Document segment:
/anonymize

Primary LanguagePythonMIT LicenseMIT

DICOM Anonymizer

This script allows automated anonymizing of echocardiogram DICOM files. Scrubs all private health information stored in metadata as well as blacks out the top and sides to remove private information listed in the banner. This repo contains no real private health information, and test files are simply for demo.

WARNING: DO NOT RUN SCRIPT ON NON-SECURE SERVER OR NON-ENCRYPTED LOCAL DESKTOP*

Use script with caution and ALWAYS MANUALLY ENSURE THAT ALL PHI HAS BEEN ZERO'ED OUT.

Getting Started

Downloading Python

Download the Anaconda package manager for Python. Skip if you already have Anaconda installed.

Make a temporary folder:

$ mkdir tmp

Enter the folder:

$ cd tmp

Download Anaconda:

$ curl -O https://repo.anaconda.com/archive/Anaconda3-2019.03-Linux-x86_64.sh

Check data integrity with a cryptographic hash:

$ sha256sum Anaconda3-2019.03-Linux-x86_64.sh

Output should look like this:

45c851b7497cc14d5ca060064394569f724b67d9b5f98a926ed49b834a6bb73a  Anaconda3-2019.03-Linux-x86_64.sh

Run the script:

$ bash Anaconda3-2019.03-Linux-x86_64.sh

You'll get this output:

Output

Welcome to Anaconda3 2019.03

In order to continue the installation process, please review the license
agreement.
Please, press ENTER to continue
>>> 

Press ENTER and read through the license, then type yes to agree and install. At this point, you’ll be prompted to choose the location of the installation. You can press ENTER to accept the default location, or specify a different location to modify it.

Anaconda3 will now be installed into this location:
/home/nquach/anaconda3

  - Press ENTER to confirm the location
  - Press CTRL-C to abort the installation
  - Or specify a different location below

[/home/nquach/anaconda3] >>> 

Installation will take some time. Let it complete and then you'll see this output:

...
installation finished.
Do you wish the installer to prepend the Anaconda3 install location
to PATH in your /home/nquach/.bashrc ? [yes|no]
[no] >>> 

Type yes to allow use of the conda command.

Setting up a virtual environment

Virtual environments allows you to download different dependencies for different projects. Here we will create one called anonymize:

$ conda create --name anonymize python=3

Type y to download all the packages.

Data extracts:
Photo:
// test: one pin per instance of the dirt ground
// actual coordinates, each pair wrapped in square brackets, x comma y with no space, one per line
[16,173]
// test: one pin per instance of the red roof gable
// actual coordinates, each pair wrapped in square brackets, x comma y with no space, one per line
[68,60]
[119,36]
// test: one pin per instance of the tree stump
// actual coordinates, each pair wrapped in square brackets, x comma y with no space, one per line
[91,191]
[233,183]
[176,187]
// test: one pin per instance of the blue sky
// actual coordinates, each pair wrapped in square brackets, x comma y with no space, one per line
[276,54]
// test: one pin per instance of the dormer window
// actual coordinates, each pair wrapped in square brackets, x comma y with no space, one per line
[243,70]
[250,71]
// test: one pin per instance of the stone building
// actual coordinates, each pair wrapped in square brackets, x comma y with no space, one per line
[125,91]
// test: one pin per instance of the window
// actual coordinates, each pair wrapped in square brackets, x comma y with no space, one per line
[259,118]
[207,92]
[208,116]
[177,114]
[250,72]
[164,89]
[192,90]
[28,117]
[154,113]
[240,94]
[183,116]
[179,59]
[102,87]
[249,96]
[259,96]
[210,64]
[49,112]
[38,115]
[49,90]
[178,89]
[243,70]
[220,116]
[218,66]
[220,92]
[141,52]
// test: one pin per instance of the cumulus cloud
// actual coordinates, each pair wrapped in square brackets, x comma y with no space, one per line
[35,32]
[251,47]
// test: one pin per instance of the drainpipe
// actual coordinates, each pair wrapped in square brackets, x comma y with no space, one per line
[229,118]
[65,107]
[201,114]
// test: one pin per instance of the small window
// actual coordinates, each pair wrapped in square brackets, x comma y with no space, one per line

Actions to take:
**A)** In the DICOM anonymizer README, what name is given to the virtual environment it creates?
**B)** Extend the DICOM anonymizer README, picking up right after its final line.

Solved problems:
**A)** anonymize

**B)**
Activate the environment by typing:

$ source activate anonymize

Once activate you should see your command prompt change to:

(anonymize) nquach@sherlock.stanford.edu:

Download dependencies for scripts

Enter into the ~/anonymize folder. To download all the dependencies needed, simply type:

$ pip install -r requirements.txt

Anonymizing DICOMS

Place DICOMs to be anonymized in the /raw_dicoms folder. The name of the files MUST NOT have private information in it! The script will name the anonymized files based off of the original file name. Anonymized DICOMS will appear in the /anonymized_dicoms folder. The anonymized files will have all metadata containing private health information removed. The patient ID will be changed from the MRN to an anonymized patient identifier specified in a csv file. The csv file must be formatted to have two columns, one with MRNs and another with the new anonymized patient specific identifier. You will specify the filename of this csv file in the --mrn-filename flag argument. You will also need to specify the --phi_location flag, which specifies where the private health information is listed. Can be top or none. Optional flags are -m which enables multiprocessing (default is True), and -s which sorts dicoms by REDCap ID. Once everything is set up, simply type in

$ python anonymize.py --mrn-filename=name_map.csv --phi_location=top 

Example output:

Anonymizing DICOM_example.dcm ...
Saving...
6a.dcm complete!
3.4569029808044434 seconds to run

CHECK TO SEE IF ALL PATIENT INFORMATION HAS BEEN BLACKED OUT (ZERO'ED). If not, open anonymize.py and change the variables for the 2D mask to appropriate values.